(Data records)
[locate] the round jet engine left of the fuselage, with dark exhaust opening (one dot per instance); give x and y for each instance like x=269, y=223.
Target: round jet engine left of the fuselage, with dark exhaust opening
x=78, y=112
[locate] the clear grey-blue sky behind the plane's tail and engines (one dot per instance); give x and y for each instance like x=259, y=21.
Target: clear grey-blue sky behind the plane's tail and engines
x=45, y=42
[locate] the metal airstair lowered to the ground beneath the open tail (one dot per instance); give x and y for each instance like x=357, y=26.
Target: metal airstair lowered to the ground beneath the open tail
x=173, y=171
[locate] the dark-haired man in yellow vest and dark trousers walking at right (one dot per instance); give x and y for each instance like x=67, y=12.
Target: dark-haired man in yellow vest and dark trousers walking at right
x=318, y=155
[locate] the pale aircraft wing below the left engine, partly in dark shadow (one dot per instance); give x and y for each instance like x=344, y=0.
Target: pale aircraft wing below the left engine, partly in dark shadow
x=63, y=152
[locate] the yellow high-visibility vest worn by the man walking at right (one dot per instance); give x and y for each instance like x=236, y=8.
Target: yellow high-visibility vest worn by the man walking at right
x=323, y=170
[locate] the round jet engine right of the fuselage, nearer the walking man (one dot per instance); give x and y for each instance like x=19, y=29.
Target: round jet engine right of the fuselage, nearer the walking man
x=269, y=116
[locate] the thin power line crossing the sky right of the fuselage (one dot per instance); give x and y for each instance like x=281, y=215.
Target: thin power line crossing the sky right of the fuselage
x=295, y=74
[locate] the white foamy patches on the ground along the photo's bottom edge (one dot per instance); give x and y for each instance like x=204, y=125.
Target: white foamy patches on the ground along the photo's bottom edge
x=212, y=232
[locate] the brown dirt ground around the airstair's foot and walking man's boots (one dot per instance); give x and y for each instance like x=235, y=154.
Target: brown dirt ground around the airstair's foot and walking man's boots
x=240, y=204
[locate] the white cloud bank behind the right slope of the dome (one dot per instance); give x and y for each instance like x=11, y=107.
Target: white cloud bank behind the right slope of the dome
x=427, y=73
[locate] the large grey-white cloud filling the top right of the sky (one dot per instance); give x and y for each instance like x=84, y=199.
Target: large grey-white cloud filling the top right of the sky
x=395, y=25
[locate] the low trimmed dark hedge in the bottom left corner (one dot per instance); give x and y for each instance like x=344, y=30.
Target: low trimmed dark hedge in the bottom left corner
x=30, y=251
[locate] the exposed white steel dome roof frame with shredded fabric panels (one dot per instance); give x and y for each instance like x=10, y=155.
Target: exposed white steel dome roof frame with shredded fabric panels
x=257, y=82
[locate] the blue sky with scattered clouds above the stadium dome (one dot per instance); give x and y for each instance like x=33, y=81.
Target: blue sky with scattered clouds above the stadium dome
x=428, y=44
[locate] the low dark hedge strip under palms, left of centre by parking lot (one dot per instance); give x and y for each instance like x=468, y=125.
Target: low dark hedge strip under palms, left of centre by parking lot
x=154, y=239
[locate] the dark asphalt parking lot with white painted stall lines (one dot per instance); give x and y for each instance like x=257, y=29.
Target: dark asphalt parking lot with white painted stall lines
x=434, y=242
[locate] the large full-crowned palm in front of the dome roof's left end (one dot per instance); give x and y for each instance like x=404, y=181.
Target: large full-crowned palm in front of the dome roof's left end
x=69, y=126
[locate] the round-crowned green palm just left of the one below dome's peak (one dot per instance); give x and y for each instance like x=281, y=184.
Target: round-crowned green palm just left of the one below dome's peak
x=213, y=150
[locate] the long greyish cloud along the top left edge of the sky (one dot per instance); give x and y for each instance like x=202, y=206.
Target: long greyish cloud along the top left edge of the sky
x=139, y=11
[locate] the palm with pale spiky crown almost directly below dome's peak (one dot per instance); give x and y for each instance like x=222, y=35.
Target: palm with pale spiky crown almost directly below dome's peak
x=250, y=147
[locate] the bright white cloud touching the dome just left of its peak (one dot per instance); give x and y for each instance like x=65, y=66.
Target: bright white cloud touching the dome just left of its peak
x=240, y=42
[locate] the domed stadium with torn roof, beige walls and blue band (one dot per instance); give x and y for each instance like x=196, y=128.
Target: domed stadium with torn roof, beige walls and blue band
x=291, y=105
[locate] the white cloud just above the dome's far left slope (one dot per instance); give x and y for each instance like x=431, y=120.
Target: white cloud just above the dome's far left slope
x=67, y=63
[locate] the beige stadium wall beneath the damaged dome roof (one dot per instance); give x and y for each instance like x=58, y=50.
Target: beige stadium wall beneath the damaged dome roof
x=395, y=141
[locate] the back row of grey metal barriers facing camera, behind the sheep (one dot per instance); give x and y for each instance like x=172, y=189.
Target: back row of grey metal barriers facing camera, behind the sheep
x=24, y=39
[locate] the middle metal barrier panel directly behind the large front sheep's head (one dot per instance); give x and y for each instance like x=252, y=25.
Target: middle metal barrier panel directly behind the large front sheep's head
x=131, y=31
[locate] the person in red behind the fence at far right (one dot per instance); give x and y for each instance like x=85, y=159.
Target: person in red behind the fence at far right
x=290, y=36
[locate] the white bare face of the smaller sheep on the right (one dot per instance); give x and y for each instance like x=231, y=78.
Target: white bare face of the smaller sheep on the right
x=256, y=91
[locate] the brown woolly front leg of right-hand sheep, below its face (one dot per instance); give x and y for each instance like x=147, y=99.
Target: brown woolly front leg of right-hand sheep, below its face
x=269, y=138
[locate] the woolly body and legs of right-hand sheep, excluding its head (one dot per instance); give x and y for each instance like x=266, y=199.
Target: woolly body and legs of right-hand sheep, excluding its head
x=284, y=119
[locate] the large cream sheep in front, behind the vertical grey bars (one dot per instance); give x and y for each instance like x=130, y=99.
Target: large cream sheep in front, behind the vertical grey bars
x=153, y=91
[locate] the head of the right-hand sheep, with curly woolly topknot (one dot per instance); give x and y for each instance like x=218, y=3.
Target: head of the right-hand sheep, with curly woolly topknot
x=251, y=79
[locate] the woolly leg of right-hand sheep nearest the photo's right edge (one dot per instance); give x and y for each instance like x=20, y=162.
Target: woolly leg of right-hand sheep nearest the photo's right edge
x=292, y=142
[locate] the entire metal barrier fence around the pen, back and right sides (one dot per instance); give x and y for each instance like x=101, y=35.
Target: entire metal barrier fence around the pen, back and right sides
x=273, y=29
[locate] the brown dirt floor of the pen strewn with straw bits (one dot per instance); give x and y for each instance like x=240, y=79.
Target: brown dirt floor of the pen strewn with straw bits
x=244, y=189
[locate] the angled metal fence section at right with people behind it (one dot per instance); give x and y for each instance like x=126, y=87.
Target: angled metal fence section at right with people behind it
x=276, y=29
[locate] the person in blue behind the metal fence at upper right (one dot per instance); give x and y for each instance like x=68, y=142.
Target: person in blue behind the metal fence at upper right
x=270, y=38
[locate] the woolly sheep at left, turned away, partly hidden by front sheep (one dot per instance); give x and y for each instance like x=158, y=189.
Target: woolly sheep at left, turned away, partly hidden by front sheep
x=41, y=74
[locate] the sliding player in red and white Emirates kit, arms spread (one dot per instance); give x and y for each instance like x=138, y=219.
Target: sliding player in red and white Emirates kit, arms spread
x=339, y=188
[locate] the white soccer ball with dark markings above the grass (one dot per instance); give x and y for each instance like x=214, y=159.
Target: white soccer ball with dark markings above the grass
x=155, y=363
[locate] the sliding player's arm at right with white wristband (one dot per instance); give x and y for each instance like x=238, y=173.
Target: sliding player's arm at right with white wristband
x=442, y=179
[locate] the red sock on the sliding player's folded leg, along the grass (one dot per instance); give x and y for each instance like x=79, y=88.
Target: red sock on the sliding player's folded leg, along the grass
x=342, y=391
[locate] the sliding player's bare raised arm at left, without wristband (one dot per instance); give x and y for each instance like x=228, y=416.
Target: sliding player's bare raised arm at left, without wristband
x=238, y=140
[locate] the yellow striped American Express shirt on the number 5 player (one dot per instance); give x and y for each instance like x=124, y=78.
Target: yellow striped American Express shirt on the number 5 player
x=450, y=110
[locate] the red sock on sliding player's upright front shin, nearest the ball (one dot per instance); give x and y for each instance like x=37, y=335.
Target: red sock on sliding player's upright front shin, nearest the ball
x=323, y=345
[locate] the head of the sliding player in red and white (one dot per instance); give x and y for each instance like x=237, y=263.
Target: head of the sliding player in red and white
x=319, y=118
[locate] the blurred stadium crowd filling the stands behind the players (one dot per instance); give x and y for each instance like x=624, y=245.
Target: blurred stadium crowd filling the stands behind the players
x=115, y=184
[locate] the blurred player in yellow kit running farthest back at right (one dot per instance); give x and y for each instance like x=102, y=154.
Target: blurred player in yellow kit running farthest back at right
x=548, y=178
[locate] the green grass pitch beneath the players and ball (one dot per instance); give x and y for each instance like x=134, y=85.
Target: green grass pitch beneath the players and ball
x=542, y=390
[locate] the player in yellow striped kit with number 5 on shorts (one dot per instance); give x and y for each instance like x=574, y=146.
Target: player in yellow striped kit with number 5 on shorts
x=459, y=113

§ **Task directions**
With the first line being the one containing "[locate] the pale" and the last line the one containing "[locate] the brown dirt ground", transcribe exactly the lines above that fall in that range.

§ **Result**
[locate] the pale aircraft wing below the left engine, partly in dark shadow (one dot per instance); give x and y for each instance like x=344, y=0.
Target: pale aircraft wing below the left engine, partly in dark shadow
x=63, y=152
[locate] the yellow high-visibility vest worn by the man walking at right (one dot per instance); give x and y for each instance like x=236, y=8.
Target: yellow high-visibility vest worn by the man walking at right
x=323, y=170
[locate] the round jet engine right of the fuselage, nearer the walking man (one dot per instance); give x and y for each instance like x=19, y=29.
Target: round jet engine right of the fuselage, nearer the walking man
x=269, y=116
[locate] the thin power line crossing the sky right of the fuselage (one dot per instance); give x and y for each instance like x=281, y=215.
Target: thin power line crossing the sky right of the fuselage
x=295, y=74
[locate] the white foamy patches on the ground along the photo's bottom edge (one dot per instance); give x and y for each instance like x=204, y=125.
Target: white foamy patches on the ground along the photo's bottom edge
x=212, y=232
[locate] the brown dirt ground around the airstair's foot and walking man's boots (one dot per instance); give x and y for each instance like x=235, y=154.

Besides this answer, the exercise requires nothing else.